● **Problem statement**: Would you give again, exactly as written, the lines from the opening of the records to the line with "the gravel ground", that line included and pictures excluded?
Top of Input data
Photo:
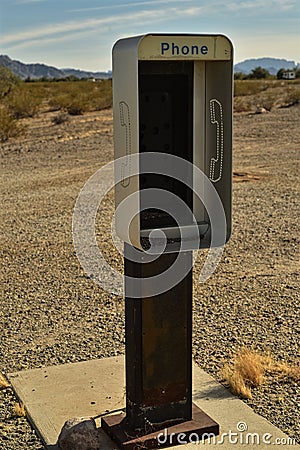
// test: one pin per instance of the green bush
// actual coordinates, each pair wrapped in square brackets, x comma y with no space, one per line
[7,81]
[9,127]
[249,87]
[22,104]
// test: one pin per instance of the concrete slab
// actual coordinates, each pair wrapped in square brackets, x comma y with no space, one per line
[52,395]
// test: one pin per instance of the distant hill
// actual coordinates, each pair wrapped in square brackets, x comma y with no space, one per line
[270,64]
[35,71]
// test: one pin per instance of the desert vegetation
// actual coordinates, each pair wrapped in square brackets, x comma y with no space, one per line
[250,369]
[26,99]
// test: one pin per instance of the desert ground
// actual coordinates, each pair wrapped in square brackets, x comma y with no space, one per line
[53,313]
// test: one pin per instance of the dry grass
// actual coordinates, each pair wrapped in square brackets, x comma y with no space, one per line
[19,410]
[4,384]
[250,368]
[9,126]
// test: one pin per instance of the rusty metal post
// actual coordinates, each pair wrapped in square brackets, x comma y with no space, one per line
[158,346]
[158,359]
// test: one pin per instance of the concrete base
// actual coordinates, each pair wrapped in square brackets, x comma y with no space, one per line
[94,388]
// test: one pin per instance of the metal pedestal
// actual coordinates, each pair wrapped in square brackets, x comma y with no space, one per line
[158,361]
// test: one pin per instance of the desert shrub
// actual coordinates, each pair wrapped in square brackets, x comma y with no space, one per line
[60,118]
[268,101]
[292,97]
[9,127]
[249,87]
[22,104]
[81,96]
[243,104]
[249,369]
[7,81]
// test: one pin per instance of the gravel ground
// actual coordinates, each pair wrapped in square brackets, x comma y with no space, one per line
[52,313]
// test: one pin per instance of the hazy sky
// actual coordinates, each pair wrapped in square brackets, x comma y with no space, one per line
[80,34]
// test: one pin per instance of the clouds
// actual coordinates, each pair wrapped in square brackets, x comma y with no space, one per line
[58,32]
[37,28]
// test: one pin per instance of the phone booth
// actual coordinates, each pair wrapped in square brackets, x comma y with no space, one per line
[172,100]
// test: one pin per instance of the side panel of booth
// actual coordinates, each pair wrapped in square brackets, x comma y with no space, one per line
[218,158]
[126,135]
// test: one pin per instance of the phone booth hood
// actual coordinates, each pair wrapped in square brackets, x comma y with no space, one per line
[172,101]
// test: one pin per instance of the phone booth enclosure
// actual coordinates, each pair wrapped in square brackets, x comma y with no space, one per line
[172,94]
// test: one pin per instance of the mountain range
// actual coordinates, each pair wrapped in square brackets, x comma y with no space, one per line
[35,71]
[272,65]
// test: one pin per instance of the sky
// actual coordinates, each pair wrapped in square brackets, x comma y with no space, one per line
[80,33]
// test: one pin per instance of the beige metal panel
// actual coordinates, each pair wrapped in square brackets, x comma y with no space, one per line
[126,134]
[185,47]
[219,86]
[199,133]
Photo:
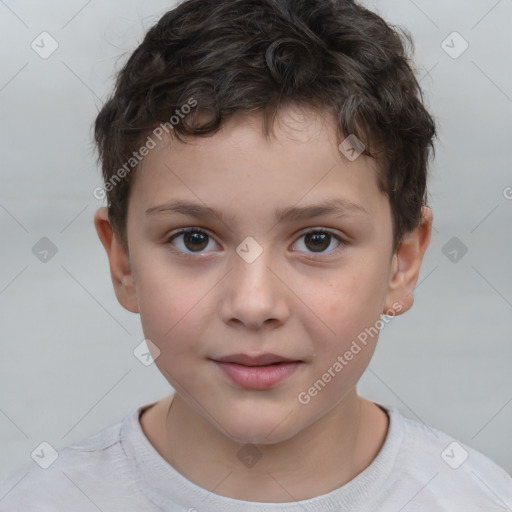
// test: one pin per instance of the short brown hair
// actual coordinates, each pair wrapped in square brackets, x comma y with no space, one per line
[236,56]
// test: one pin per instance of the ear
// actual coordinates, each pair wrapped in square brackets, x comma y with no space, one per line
[406,264]
[120,269]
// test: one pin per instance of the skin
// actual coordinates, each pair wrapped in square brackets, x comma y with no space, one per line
[293,300]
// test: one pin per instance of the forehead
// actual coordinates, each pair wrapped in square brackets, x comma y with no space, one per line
[240,167]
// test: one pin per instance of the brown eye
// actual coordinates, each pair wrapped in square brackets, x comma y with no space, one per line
[318,241]
[192,240]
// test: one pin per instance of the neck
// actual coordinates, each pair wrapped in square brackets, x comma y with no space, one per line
[321,458]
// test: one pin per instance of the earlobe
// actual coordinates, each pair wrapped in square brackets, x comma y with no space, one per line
[406,264]
[119,261]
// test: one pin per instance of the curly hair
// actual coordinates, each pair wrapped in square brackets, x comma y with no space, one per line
[232,56]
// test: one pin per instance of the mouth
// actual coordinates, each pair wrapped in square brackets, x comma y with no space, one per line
[257,372]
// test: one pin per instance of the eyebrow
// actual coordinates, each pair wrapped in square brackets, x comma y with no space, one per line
[336,206]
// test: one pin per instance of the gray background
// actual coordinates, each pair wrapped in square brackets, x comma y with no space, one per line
[68,368]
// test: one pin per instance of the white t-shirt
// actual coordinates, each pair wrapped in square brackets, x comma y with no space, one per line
[418,469]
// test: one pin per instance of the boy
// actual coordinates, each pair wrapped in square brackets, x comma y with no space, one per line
[260,131]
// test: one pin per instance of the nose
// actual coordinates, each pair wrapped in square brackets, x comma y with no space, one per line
[253,294]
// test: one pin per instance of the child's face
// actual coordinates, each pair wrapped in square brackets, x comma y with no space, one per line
[206,296]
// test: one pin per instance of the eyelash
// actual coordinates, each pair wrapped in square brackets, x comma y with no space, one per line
[190,255]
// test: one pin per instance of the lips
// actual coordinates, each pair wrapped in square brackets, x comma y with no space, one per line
[257,360]
[258,372]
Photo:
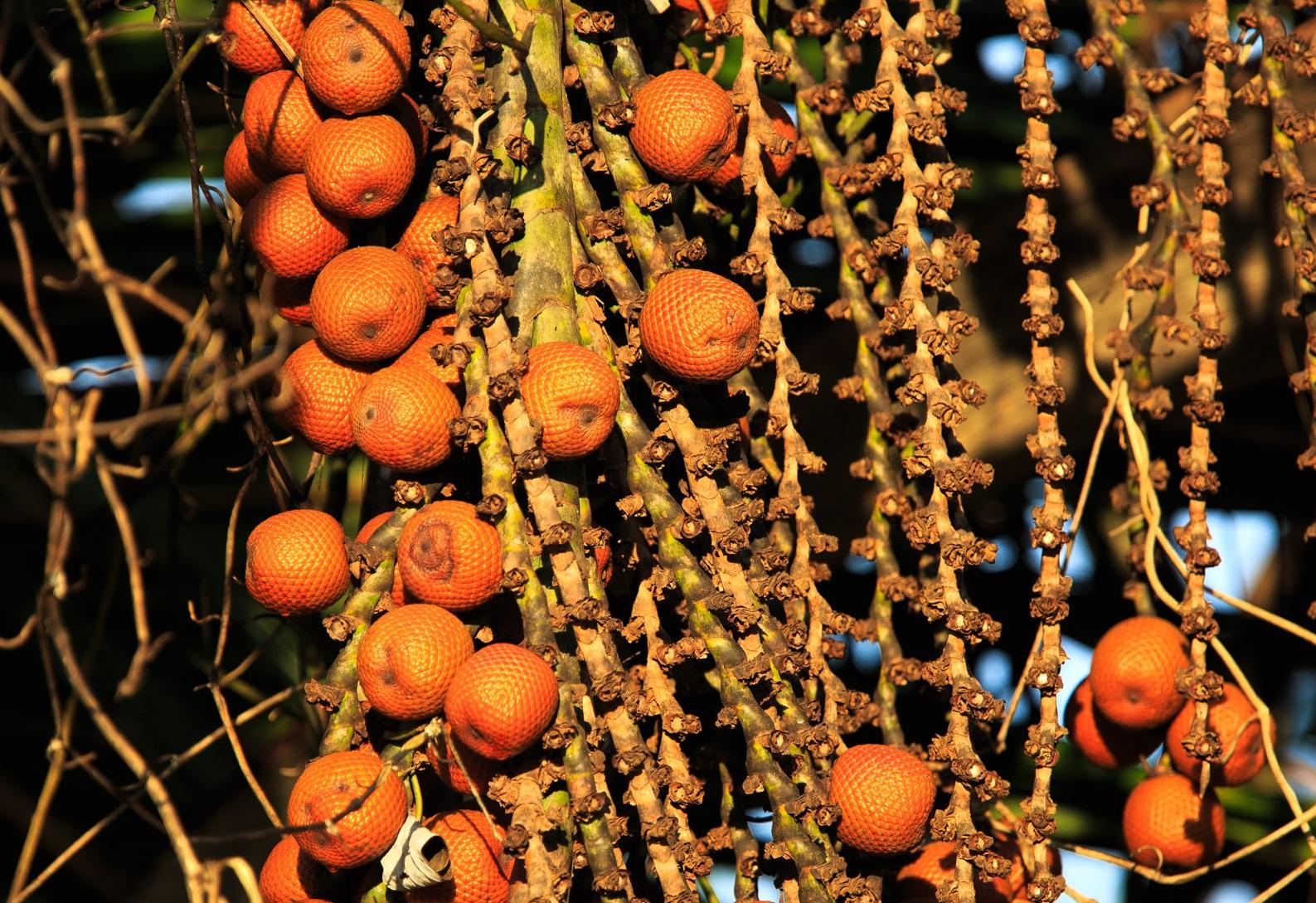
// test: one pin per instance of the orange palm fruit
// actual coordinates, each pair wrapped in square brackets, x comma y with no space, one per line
[367,304]
[360,167]
[331,786]
[408,657]
[1134,668]
[886,797]
[502,701]
[574,396]
[356,56]
[296,562]
[699,325]
[291,235]
[1168,826]
[685,125]
[1242,750]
Bottom of Input data
● **Answer to this problem**:
Photo:
// test: one pin per instance of the green bush
// actual coordinates, each pair wrapped in square brackets, x comma y with no space, one per line
[7,81]
[9,127]
[249,87]
[22,104]
// test: one pin per instance of the concrete slab
// actual coordinates, each pair wrapped in square brackets, x comma y with no space, one per line
[52,395]
// test: one pin per instance of the distant hill
// actual coordinates, each pair wrapped in square brackets, x comma y with no space, one per line
[270,64]
[35,71]
// test: one pin per instance of the desert vegetation
// actual coordinates, each pair wrapped in square brackets, x comma y with no space, one per line
[250,369]
[26,99]
// test: one pin per instance of the desert ground
// actual coordinates, each pair wrapped in square brackets, x comma y with no space, one per line
[53,313]
// test: one pin per instance of the dry grass
// actual coordinates, each pair wrapped in square brackets, x comma y with no space, one per line
[19,410]
[4,384]
[250,368]
[9,126]
// test: one pin per instance of the rusty metal post
// actual coordinates, each pair wrapped in square brackets, x comma y with no space, one per line
[158,346]
[158,359]
// test: one pin per instance of the concrete base
// actual coordinates, each pair wrapped in square brackets, x comma y with no space, one per line
[94,388]
// test: one pin per instance of the metal pedestal
// actual coordinates, each pair wrapped in square brackets, x comma y with no space, one per line
[158,361]
// test: one pin per instance of the desert shrub
// actual coordinates, each pair wrapped in square brackets, x comma y with no space, one per line
[60,118]
[268,101]
[292,97]
[9,127]
[249,87]
[22,104]
[81,96]
[243,104]
[249,369]
[7,81]
// test: one pin per instance of the gravel ground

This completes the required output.